• [EXERCISE DETAILS]:
Your job is to return the whole listing unchanged while skipping its images.

━━━ RECORD EXCERPTS

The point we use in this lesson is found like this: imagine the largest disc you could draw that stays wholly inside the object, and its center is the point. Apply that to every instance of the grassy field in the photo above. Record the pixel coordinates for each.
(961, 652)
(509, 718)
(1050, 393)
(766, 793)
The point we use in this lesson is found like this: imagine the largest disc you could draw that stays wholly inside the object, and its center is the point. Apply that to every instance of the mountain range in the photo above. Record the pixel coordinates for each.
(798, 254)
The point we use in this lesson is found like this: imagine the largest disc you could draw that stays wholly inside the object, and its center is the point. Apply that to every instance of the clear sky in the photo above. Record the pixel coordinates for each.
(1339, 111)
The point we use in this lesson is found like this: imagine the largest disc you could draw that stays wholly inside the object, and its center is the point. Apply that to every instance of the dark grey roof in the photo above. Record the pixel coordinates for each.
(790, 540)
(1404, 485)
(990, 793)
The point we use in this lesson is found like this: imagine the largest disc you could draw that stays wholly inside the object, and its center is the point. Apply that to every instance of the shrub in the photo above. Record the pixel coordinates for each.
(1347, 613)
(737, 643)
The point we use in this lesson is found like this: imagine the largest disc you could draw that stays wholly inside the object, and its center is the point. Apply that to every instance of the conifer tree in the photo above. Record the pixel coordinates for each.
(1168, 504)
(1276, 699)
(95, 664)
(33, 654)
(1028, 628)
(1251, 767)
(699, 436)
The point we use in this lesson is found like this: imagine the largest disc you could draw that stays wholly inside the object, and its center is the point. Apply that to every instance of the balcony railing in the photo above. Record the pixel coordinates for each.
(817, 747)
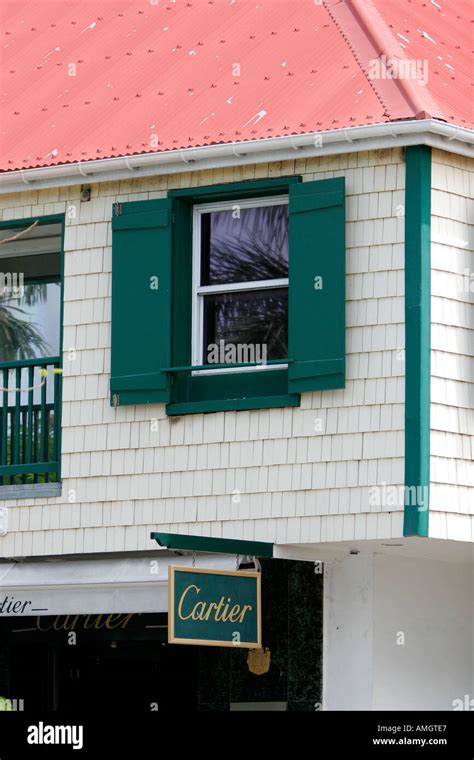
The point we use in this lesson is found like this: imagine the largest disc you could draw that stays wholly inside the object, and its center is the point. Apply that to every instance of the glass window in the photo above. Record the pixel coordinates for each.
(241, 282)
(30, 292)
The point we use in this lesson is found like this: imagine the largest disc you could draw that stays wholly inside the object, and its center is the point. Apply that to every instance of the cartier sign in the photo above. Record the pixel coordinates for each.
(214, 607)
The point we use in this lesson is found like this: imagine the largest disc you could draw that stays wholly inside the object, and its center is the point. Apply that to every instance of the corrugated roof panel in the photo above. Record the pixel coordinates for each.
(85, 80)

━━━━━━

• [REPLY TO THE TASK]:
The point we use in this lesson is found like this: imagine the largest disc you could draw that stays wholly inside the object, and its center is the point. Apply that to every instance of the grassy field in the photo above. Record the pixel coordinates for each.
(961, 652)
(509, 718)
(1050, 393)
(766, 793)
The point we use in this lesson is found like this: imagine the largest disc you could draw that stays wholly inside the object, and its center is the point. Apply that to every instance of the mountain range in the photo above. Record the pixel coordinates for each.
(798, 254)
The point we use in this lesson is found like this: imagine the largest disc you could draw that stays wholly inside the object, and its center is the point. Apply that to every instance of the clear sky in the photo above. Record the pixel coordinates for each.
(1339, 111)
The point we use in this lesson is found like this: imagine the largest disc you could draw that stays wholly inside the object, and its center is the point. Apply that to every instance of the dark grey roof in the photo above. Record the pixel coordinates for each.
(790, 540)
(1404, 485)
(990, 793)
The point we use in this lesson is found like this: imagine the largest disc you could draw that stays wholly inside the object, and its center is the point. Apply that to every instance of the shrub in the photo above. Record the pixel coordinates for each.
(1347, 613)
(737, 643)
The point we use in this lesson is found like this: imagine the largest disc you could draw that stays wholly inside the object, and its center is the point. Apply that to every instance of the conifer tree in the photo above. Record the pixel coordinates for each.
(1168, 504)
(1276, 699)
(95, 664)
(33, 654)
(1028, 628)
(1251, 767)
(699, 436)
The point we use in this lesson is found like this: imagine the largest disc you could draw that stays wholly inside the object, and its center is the point. Apply that to every instance of the balcony railing in the photo above. Record the pixel coordinates for each.
(817, 747)
The point we use in this lesson is found like this: imagine the largest disc you could draw that stays wholly inside the object, and its center is the point. Apply that to every instance of the glass window in the photo above. Record the pixel coordinates for each.
(241, 282)
(30, 292)
The point we use in this lesson is found like this: imagine the largest disc you could draw that stays wholly inside the object, and its center is the point. Apply that to every instance of the cartier sign in the photo above. Record the pixel coordinates for each.
(214, 607)
The point we use in this lesson is found like this: imagine the largest disc you could draw that stays wholly inside the object, and its center is the point. Apply that to every instance of the corrugated roof panel in the photo above. Record the pixel coordinates for each.
(85, 80)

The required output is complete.